--- Given passage ---
Chairman, president, and chief executive officer, McKesson Corporation

Nationality: American.

Born: 1959, in St. Paul, Minnesota.

Education: University of Minnesota, BBA, 1981; Xavier University, MBA, 1987.

Career: American Hospital Supply Corporation, Baxter Healthcare Corporation, and Lyphomed, 19811991, series of management positions; Kendall Healthcare Products, 19911995, president of medical-surgical division; McKesson Corporation, 19961998, president of McKesson Health Systems; 1999, executive vice president as well as president and chief executive officer of supply management; 19992001, president and cochief executive officer; 2001, president and chief executive officer; 2002, president, chairman, and chief executive officer.

Awards: Cap Gemini Ernst & Young Leadership Award for Global Integration, 2004.

Address: McKesson Corporation, 1 Post Street, San Francisco, California 94104; http://www.mckesson.com.

John H. Hammergren was exalted as "squeaky clean with a knack for complexity" in an era following not-so-squeaky-clean executives of companies such as Enron, Tyco, World-Com, and even former executives of his own company. Hammergren was president, chairman, and CEO of McKesson Corporation, the country's largest supplier of software solutions, technological innovations, and comprehensive services to the healthcare industry and a wholesale distributor of prescription drugs. He took over following McKesson's January 1999 scandal-ridden acquisition of HBOC in which accounting irregularities inflated HBOC's revenues. Although initially Hammergren doubted he could repair the damage, he did so. He also took on the larger task of restoring confidence in company leadership: "The reputation of Corporate America has been sullied and the reputation of CEOs has been tarnished and it makes the complexity of our job even greater" (Chief Executive, August-September 2003).
---
What this exercise asks:
1. In the profile of John H. Hammergren, what does Hammergren say has made the complexity of a CEO's job even greater? Answer in one to three sentences.
2. Carry on the profile of John H. Hammergren from its last sentence.
The records after this text are separate material.
--- Supplied entries ---
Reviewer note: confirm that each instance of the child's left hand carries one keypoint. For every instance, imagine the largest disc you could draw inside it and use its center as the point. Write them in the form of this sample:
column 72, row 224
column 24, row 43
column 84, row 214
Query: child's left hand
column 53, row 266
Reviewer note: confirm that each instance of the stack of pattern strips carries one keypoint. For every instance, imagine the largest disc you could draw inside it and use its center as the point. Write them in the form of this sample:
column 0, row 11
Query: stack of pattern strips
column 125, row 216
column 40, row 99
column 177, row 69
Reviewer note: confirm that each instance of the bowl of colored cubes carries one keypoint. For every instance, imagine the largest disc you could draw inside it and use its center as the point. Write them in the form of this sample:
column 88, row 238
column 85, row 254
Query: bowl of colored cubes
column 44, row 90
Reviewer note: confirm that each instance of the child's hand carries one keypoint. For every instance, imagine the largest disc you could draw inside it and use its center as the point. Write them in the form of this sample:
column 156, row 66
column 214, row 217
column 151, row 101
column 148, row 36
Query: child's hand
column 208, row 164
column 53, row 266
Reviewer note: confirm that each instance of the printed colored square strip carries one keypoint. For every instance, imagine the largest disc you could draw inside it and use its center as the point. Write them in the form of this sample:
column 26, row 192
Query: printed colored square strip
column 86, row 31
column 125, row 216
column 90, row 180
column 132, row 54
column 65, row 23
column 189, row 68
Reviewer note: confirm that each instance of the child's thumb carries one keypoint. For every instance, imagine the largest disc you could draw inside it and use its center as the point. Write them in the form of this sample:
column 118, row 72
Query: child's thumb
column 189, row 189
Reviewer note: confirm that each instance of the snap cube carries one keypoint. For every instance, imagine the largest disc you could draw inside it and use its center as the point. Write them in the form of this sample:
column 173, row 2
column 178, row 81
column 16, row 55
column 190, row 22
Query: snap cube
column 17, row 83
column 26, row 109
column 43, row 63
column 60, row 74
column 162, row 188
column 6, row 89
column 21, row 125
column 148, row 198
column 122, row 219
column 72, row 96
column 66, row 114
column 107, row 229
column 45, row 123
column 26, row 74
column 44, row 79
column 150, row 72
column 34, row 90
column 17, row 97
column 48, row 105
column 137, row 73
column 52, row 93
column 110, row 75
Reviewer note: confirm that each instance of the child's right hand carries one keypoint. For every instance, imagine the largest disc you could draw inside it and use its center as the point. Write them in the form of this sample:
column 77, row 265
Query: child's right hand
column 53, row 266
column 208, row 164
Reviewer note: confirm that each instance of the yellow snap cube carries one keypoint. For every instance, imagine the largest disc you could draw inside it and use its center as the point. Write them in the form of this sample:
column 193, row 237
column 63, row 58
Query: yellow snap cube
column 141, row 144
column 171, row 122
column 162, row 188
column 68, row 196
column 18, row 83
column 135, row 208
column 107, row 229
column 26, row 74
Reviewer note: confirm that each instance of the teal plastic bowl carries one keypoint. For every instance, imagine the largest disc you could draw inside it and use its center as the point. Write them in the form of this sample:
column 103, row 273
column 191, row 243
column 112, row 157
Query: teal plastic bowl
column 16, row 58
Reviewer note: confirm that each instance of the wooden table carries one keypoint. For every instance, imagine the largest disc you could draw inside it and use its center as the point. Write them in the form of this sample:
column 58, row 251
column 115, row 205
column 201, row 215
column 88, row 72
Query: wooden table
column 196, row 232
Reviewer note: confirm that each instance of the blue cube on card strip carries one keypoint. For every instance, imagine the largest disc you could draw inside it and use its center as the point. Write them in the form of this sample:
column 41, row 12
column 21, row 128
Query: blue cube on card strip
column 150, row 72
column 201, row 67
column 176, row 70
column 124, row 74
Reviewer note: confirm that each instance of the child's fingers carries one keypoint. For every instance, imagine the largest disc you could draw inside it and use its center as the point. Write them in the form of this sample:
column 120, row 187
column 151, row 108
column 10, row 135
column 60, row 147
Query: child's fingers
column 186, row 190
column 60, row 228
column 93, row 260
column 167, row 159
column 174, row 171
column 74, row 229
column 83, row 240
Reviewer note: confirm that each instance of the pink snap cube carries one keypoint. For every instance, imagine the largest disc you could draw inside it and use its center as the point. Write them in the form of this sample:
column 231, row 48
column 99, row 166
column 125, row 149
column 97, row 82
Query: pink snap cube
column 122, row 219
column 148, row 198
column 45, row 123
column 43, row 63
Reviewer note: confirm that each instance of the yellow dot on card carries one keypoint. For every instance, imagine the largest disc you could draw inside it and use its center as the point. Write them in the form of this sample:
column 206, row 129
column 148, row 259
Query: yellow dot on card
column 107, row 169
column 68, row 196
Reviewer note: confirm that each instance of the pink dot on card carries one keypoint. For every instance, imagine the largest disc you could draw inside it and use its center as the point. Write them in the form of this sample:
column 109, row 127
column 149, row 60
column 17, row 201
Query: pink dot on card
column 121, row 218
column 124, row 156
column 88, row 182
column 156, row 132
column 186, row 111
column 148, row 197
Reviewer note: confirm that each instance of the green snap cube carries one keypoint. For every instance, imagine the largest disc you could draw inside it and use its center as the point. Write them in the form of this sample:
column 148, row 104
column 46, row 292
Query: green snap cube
---
Responses by item number:
1. Hammergren says the complexity of the job has grown because the reputation of Corporate America has been sullied and the reputation of CEOs has been tarnished.

2.
BUILDS STRONG FOUNDATION FOR FUTURE CHALLENGES

Hammergren grew up in a tiny community in Minnesota in a family to which he attributed his strong moral and ethical values as well as his knowledge of business. His father, a traveling salesman in the healthcare business, often took his son with him on business trips, which Hammergren felt was a valuable educational experience. His father's death at the age of 53, when Hammergren was just 16, became another valuable lesson: With his older sisters grown and married, his mother had to return to work. "There was no safety net economically or philosophically, and if I didn't want to cement my path and my moral compass on my own, it was not going to be set for me by anyone," he said during an interview with Daniel S. Morrow, executive director of the Computerworld Honors Foundation (April 6, 2004). He won a scholarship to the Institute of Technology engineering program at the University of Minnesota but discovered that he preferred the mixture of human interaction and fiscal focus of business to the more technical engineering courses, and he graduated with a business degree.

Hammergren was recruited to American Hospital Supply and was with the company for 10 years, during which time he was sponsored through the executive MBA program at Xavier. The company was acquired by Baxter Health Care, which changed the organization's environment enough that Hammergren left and went to work briefly for Lyphomed. In 1991 he went to Kendall Healthcare Products, which was in the midst of a leveraged buyout and in considerable turmoil. Hammergren was aware of but undeterred by the crisis. "I was, and I am, not afraid to take on a risk and I believe that in risk, if you perform, it produces great opportunities," he told Morrow. He explained that he was among the last set of new people to be brought into the business, and they were able to turn the company around by guiding it through a prepackaged bankruptcy and ridding it of junk bonds and high-interest debt. They then refinanced the company and returned equity to many bondholders. "We saved a 90-year-old company, "he said, "and ultimately sold it to Tyco, which became the beginning of Tyco HealthCare" (Computerworld Honors Foundation, April 6, 2004).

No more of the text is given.